▶ WHAT YOU ARE ASKED TO DO
The entries below should appear again in your reply, word for word.

Dataset entries

------------------------------------------------------------

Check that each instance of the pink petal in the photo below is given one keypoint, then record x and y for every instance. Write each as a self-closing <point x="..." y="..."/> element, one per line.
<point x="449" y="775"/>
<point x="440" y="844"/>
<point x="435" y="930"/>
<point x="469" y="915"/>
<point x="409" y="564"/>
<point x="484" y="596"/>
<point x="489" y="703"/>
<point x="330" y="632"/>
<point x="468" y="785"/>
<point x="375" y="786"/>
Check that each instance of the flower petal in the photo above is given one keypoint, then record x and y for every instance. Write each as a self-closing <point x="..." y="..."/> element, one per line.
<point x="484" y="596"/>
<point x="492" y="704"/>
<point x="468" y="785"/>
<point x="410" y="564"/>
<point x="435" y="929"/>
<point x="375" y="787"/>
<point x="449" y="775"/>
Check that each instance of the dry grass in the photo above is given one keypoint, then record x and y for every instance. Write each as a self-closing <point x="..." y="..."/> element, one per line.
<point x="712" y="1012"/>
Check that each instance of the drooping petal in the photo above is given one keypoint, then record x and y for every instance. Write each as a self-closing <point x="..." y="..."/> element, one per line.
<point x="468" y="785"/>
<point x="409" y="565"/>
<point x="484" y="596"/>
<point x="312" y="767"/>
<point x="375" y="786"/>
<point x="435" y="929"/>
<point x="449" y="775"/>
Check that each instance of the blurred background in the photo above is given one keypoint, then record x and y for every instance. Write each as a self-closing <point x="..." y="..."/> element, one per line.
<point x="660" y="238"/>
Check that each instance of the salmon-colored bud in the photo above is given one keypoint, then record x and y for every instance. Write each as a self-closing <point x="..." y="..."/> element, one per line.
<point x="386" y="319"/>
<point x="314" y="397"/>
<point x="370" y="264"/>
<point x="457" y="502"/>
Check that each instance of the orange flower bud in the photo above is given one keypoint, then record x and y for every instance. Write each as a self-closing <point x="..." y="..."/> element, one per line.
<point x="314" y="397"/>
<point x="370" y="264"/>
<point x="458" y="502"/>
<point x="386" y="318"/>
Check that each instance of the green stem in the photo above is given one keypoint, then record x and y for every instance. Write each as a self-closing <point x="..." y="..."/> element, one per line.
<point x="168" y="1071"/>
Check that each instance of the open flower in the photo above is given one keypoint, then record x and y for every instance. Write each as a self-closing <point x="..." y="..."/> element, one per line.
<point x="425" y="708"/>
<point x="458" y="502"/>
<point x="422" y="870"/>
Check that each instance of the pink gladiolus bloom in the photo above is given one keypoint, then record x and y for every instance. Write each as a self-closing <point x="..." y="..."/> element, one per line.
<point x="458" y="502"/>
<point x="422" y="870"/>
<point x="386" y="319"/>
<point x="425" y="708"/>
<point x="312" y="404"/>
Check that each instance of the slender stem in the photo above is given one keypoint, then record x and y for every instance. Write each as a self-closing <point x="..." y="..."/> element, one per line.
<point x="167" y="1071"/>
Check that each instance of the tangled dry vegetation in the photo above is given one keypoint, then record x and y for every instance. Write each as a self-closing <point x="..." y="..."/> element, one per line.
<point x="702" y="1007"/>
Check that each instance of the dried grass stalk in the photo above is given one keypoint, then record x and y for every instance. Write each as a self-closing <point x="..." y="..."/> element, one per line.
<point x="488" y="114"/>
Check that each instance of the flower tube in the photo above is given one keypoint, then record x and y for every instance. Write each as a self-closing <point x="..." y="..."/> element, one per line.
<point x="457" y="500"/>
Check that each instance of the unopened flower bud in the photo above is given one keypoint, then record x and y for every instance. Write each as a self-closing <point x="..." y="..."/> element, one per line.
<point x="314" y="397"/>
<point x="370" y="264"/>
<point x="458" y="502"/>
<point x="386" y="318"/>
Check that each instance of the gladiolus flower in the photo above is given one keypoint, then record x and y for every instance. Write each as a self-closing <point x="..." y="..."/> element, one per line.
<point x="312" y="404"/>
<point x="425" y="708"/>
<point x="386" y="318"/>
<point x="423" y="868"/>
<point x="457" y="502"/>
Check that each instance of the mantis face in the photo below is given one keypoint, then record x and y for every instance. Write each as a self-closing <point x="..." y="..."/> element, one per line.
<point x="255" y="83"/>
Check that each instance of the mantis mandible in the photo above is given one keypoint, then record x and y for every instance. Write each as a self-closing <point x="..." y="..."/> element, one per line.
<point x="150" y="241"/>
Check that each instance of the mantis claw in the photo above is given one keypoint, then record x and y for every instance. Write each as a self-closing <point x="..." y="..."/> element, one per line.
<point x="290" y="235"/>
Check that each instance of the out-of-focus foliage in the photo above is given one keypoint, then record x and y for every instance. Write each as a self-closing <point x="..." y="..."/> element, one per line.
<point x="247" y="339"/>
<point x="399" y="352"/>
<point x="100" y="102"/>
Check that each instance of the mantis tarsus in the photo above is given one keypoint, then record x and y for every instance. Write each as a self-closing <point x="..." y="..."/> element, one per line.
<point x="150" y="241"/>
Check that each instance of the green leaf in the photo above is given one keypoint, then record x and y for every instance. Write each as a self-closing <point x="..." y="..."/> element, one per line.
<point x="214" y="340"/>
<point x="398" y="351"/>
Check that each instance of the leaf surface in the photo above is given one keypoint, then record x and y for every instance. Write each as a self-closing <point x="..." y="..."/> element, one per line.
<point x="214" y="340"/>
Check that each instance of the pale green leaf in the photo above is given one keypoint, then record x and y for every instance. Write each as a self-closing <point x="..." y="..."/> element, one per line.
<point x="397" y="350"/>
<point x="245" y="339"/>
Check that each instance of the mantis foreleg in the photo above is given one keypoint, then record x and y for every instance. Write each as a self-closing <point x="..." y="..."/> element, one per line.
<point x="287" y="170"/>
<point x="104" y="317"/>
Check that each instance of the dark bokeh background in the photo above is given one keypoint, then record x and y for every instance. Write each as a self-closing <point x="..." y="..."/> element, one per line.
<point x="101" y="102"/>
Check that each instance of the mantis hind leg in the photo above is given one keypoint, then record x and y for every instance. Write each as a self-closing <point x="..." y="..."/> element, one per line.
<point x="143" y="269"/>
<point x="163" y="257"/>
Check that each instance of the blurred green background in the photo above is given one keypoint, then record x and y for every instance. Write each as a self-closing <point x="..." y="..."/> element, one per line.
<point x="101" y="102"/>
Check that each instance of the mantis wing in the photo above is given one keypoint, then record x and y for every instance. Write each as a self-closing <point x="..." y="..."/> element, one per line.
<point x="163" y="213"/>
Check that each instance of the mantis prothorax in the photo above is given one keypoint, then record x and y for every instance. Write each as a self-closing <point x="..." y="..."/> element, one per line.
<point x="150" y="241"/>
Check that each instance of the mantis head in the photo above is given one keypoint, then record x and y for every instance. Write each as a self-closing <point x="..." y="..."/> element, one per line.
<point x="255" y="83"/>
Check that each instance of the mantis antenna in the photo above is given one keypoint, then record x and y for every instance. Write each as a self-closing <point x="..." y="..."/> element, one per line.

------------------------------------------------------------

▶ SOLUTION FOR THIS PROBLEM
Check that each instance of the pink petal in the photo below is given one keypoint, then record x and y for every instance. Write each as a self-closing <point x="..." y="..."/> element, one per line.
<point x="449" y="775"/>
<point x="440" y="844"/>
<point x="435" y="930"/>
<point x="469" y="915"/>
<point x="409" y="564"/>
<point x="484" y="596"/>
<point x="489" y="703"/>
<point x="330" y="632"/>
<point x="468" y="785"/>
<point x="375" y="786"/>
Check that each instance of the flower petal in the photo above is given one keypoint, then record x and y for every instance. Write each as a self-closing <point x="..." y="..."/> element, one per line.
<point x="484" y="596"/>
<point x="492" y="704"/>
<point x="468" y="785"/>
<point x="410" y="564"/>
<point x="435" y="929"/>
<point x="375" y="787"/>
<point x="449" y="775"/>
Check that each instance of the dry grass in the photo above is given one keypoint, then record x and y for every instance. Write each as a self-closing <point x="..." y="..."/> element, one per line.
<point x="712" y="1012"/>
Check that each instance of the drooping petal in the photo above is given one keypoint, then record x and y for every instance. Write each as a self-closing <point x="..." y="..."/> element, one per line.
<point x="468" y="785"/>
<point x="409" y="565"/>
<point x="484" y="596"/>
<point x="312" y="767"/>
<point x="375" y="786"/>
<point x="435" y="929"/>
<point x="449" y="775"/>
Check that each instance of the blurred background in the photo above is given one keypoint, then record x and y for every instance. Write each as a self-closing <point x="..." y="..."/> element, one per line.
<point x="660" y="238"/>
Check that each instance of the salmon-colored bud in the photo above is given one keypoint, then record x and y for every instance. Write each as a self-closing <point x="..." y="..."/> element, one per line.
<point x="386" y="319"/>
<point x="314" y="397"/>
<point x="370" y="264"/>
<point x="457" y="502"/>
Check that each instance of the orange flower bud in the photo above is given one keypoint, then record x and y for every instance. Write each as a self-closing <point x="..." y="..."/> element, one per line.
<point x="314" y="397"/>
<point x="370" y="264"/>
<point x="458" y="502"/>
<point x="386" y="318"/>
Check that each instance of the green stem in the photo above is given one keypoint, then record x and y for every instance. Write each as a self-closing <point x="..." y="..."/> element, one per line.
<point x="168" y="1071"/>
Check that each instance of the open flower in the photo above is given one keypoint, then record x and y for every instance. Write each as a self-closing <point x="..." y="..."/> element, one per line.
<point x="425" y="708"/>
<point x="458" y="502"/>
<point x="422" y="870"/>
Check that each instance of the pink gladiolus bloom in the photo above is given one keypoint, then record x and y for every instance. Write each as a self-closing <point x="..." y="..."/> element, one per line.
<point x="458" y="502"/>
<point x="422" y="870"/>
<point x="386" y="319"/>
<point x="425" y="708"/>
<point x="312" y="404"/>
Check that each instance of the slender stem in the photo above is given one keypoint, then record x and y for every instance. Write each as a self-closing <point x="..." y="..."/> element, one per line.
<point x="167" y="1071"/>
Check that each instance of the tangled dry vegetation in the photo above is given one keypoint, then record x and y for every instance. Write each as a self-closing <point x="..." y="..."/> element, one per line.
<point x="702" y="1007"/>
Check that each instance of the dried grass stalk in the photo above is given one keypoint, then record x and y for every instance. Write each as a self-closing <point x="..." y="..."/> element, one per line.
<point x="488" y="114"/>
Check that each instance of the flower tube in the photo above is given one keypoint, then record x and y for every instance. Write each as a self-closing <point x="..." y="..."/> element, one per line.
<point x="457" y="500"/>
Check that each instance of the unopened flower bud in the photo above is given one keypoint, then record x and y for every instance. Write each as a self-closing <point x="..." y="..."/> element, one per line.
<point x="314" y="397"/>
<point x="370" y="264"/>
<point x="458" y="502"/>
<point x="386" y="318"/>
Check that each instance of the gladiolus flower in the photo above is given one keypoint, then record x and y for every instance. Write each as a self-closing <point x="..." y="..."/> element, one per line.
<point x="312" y="404"/>
<point x="425" y="708"/>
<point x="386" y="318"/>
<point x="423" y="868"/>
<point x="457" y="502"/>
Check that each instance of the mantis face in the photo below is given one keypoint, then record x and y for every instance. Write each as a self-closing <point x="..." y="..."/> element, one per line.
<point x="255" y="83"/>
Check that each instance of the mantis mandible in the photo above is given one keypoint, then record x and y for every instance. Write each as a self-closing <point x="..." y="..."/> element, one per line.
<point x="150" y="241"/>
Check that each instance of the mantis claw in the photo above is given one keypoint, then record x and y for every instance. Write each as a self-closing <point x="..." y="..."/> element, one per line.
<point x="290" y="235"/>
Check that each instance of the out-of-focus foliage in the photo above is given one keypoint, then record x and y for every instance. Write each as a self-closing <point x="..." y="..."/> element, one per line.
<point x="247" y="339"/>
<point x="399" y="352"/>
<point x="100" y="102"/>
Check that each instance of the mantis tarsus in the photo above is given one keypoint, then record x and y for every instance. Write each as a self-closing <point x="..." y="..."/> element, one per line.
<point x="150" y="241"/>
Check that each instance of the green leaf in the photo above is given one keypoint, then record x and y for every instance. Write each as a self-closing <point x="..." y="..."/> element, one per line.
<point x="214" y="340"/>
<point x="398" y="351"/>
Check that each instance of the leaf surface in the photo above is given one keypoint, then record x and y for every instance. Write each as a self-closing <point x="..." y="..."/> element, one per line.
<point x="214" y="340"/>
Check that each instance of the pale green leaf in the photo above is given one keypoint, then record x and y for every instance. Write each as a self-closing <point x="..." y="..."/> element, one per line.
<point x="397" y="350"/>
<point x="245" y="339"/>
Check that each instance of the mantis foreleg in the photo above is given one keypoint, then record x and y for every instance. Write each as a self-closing <point x="..." y="..."/> element, one per line.
<point x="287" y="170"/>
<point x="104" y="317"/>
Check that each instance of the dark bokeh background in the photo above is given one keypoint, then record x and y for every instance. Write each as a self-closing <point x="..." y="..."/> element, one per line.
<point x="101" y="102"/>
Check that each instance of the mantis hind leg in the photo above is given one keypoint, then record x and y for every instance. Write each as a self-closing <point x="..." y="..."/> element, one per line.
<point x="143" y="269"/>
<point x="163" y="257"/>
Check that each instance of the blurred green background in the photo above is given one keypoint, then record x and y for every instance. Write each as a self-closing <point x="..." y="..."/> element, one per line.
<point x="101" y="102"/>
Check that each instance of the mantis wing in the photo above is given one keypoint, then record x and y for every instance. Write each as a self-closing <point x="..." y="..."/> element, one per line.
<point x="163" y="213"/>
Check that each instance of the mantis prothorax in the photo above is given one keypoint, then record x and y for every instance. Write each as a self-closing <point x="..." y="..."/> element, one per line.
<point x="150" y="241"/>
Check that each instance of the mantis head in the photo above is given one keypoint, then record x and y for every instance. Write each as a self-closing <point x="..." y="..."/> element, one per line.
<point x="255" y="83"/>
Check that each instance of the mantis antenna in the photo above is given one keypoint, then record x and y for every instance. Write each as a self-closing <point x="..." y="..."/> element, one per line.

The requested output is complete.